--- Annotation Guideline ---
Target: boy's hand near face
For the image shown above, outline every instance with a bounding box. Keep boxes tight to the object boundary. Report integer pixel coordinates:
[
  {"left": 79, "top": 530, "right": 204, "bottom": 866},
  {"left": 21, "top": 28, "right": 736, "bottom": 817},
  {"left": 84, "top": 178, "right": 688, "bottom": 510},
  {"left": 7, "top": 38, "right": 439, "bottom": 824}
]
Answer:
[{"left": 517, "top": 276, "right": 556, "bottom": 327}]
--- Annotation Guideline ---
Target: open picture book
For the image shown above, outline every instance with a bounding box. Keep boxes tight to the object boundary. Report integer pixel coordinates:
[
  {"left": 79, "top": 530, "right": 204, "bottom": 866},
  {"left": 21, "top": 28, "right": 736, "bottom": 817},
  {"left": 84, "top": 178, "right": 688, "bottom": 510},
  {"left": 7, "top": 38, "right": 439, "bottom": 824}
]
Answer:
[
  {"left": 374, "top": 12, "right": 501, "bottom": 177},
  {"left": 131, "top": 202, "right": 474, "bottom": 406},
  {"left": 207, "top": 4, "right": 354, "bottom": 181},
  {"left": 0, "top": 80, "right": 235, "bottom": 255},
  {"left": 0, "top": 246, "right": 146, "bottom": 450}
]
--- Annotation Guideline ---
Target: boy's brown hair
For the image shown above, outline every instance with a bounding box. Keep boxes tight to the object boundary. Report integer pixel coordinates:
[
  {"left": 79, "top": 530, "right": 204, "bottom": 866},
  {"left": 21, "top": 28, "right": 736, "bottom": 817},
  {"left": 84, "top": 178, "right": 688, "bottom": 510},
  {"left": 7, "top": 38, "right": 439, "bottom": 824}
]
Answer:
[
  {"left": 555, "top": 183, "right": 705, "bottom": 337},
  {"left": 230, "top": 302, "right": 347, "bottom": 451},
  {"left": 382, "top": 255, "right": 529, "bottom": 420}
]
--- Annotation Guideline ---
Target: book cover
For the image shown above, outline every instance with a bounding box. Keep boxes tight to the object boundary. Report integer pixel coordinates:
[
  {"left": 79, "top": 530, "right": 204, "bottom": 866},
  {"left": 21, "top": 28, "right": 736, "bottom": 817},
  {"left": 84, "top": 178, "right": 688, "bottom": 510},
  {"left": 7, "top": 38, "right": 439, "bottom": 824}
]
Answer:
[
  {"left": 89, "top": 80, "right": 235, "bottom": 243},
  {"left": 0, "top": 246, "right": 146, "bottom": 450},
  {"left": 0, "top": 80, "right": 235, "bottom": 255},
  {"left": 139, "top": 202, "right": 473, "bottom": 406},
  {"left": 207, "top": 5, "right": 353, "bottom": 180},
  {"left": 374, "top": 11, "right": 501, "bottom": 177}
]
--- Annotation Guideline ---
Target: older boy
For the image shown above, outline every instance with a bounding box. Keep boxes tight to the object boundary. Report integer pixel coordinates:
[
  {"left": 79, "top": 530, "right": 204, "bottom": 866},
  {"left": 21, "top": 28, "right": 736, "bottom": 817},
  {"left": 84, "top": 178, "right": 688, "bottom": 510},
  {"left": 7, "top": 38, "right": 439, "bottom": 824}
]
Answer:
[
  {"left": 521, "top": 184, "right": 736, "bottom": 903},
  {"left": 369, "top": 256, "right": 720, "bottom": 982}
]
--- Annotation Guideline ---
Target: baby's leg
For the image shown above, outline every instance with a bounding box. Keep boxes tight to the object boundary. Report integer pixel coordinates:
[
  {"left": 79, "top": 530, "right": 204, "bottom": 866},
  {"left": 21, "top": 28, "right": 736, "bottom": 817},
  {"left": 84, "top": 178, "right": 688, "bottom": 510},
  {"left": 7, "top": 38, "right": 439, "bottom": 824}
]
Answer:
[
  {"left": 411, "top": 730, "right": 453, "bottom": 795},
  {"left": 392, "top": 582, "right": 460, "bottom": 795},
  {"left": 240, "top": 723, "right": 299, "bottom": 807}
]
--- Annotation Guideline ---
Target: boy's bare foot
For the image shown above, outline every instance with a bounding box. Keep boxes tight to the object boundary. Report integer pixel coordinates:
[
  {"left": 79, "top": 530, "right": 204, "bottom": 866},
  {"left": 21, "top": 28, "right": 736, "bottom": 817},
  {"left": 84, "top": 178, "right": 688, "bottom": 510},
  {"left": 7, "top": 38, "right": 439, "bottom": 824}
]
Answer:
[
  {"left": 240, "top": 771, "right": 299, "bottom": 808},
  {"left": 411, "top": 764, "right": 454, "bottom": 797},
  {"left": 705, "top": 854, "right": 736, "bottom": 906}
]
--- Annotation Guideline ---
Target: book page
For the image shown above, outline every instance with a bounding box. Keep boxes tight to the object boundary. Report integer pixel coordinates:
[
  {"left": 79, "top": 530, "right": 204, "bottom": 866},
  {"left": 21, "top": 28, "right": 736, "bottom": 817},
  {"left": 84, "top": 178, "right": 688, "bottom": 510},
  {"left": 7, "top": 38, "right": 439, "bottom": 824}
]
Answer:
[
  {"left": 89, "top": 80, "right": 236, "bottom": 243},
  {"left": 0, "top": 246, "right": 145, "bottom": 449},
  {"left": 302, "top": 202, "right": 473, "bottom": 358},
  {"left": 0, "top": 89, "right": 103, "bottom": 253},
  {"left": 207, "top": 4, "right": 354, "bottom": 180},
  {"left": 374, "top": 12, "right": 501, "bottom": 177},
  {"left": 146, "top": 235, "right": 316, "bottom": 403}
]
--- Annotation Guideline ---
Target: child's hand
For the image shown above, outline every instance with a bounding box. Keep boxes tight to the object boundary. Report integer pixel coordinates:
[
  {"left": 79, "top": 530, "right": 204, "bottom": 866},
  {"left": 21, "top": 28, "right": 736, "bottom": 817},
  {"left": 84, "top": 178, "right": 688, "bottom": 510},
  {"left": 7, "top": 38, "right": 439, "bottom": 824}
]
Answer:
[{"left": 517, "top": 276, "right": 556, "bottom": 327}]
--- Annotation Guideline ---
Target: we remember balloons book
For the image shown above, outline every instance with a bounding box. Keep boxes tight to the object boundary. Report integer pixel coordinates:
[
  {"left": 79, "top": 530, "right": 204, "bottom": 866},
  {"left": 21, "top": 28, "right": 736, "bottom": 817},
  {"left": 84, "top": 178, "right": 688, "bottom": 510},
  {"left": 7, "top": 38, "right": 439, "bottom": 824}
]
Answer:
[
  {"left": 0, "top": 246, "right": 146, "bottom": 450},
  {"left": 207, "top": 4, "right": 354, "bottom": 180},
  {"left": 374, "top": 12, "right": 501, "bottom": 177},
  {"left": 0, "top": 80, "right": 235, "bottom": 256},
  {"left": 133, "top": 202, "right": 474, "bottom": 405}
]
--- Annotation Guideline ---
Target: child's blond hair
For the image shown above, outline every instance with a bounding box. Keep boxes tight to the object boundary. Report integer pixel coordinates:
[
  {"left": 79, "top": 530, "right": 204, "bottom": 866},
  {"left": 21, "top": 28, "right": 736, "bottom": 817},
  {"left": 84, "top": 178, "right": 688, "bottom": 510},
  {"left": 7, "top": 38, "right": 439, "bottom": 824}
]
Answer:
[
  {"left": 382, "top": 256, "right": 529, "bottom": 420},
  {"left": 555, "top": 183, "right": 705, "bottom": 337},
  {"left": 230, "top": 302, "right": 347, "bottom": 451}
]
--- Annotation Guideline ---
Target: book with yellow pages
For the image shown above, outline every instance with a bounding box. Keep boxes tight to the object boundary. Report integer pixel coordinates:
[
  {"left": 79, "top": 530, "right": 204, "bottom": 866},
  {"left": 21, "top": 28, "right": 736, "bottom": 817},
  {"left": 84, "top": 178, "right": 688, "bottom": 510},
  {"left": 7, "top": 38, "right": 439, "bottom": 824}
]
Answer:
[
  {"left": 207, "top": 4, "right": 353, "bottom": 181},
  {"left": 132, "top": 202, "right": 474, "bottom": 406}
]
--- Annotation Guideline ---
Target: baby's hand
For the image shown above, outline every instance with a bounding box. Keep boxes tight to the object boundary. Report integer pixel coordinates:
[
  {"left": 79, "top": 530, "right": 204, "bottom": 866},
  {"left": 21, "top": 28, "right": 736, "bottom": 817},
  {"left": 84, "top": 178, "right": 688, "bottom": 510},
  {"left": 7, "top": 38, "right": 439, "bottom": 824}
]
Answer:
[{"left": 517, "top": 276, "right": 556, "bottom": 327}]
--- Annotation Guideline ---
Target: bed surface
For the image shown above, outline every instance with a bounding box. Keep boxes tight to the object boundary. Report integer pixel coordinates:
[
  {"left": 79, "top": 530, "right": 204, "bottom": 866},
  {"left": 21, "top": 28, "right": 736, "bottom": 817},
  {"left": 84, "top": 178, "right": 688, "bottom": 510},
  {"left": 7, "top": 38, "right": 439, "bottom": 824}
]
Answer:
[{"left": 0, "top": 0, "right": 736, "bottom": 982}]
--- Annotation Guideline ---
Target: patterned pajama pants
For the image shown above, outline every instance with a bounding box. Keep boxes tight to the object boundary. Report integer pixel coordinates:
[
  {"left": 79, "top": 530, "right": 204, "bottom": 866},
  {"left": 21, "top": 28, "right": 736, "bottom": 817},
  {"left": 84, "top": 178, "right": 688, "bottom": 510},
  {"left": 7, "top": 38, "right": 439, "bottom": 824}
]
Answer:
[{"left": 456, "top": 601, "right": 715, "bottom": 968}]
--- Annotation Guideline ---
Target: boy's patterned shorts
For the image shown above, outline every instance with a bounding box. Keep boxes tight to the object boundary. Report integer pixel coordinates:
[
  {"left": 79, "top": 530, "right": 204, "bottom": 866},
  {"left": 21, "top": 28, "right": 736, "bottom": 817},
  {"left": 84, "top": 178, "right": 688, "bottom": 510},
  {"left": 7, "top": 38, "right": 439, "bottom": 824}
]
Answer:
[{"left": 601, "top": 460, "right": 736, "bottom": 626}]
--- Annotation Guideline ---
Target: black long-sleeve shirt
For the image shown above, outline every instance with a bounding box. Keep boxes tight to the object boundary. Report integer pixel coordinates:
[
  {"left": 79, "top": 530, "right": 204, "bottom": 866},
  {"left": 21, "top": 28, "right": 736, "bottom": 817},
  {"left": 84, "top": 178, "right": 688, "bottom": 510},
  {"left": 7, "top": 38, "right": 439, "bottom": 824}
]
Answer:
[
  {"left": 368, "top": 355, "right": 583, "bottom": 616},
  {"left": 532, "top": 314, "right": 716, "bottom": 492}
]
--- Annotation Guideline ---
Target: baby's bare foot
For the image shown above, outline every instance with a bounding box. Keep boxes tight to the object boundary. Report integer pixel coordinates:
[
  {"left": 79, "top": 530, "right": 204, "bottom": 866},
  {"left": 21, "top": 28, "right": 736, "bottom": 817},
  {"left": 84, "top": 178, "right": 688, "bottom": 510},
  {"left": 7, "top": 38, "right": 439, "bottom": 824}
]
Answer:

SET PROBLEM
Which lines of the listing above contain the word "book"? Copy each one.

TASK RESULT
Target: open picture book
Target: book cover
Target: book page
Target: we remember balloons book
Target: book with yellow pages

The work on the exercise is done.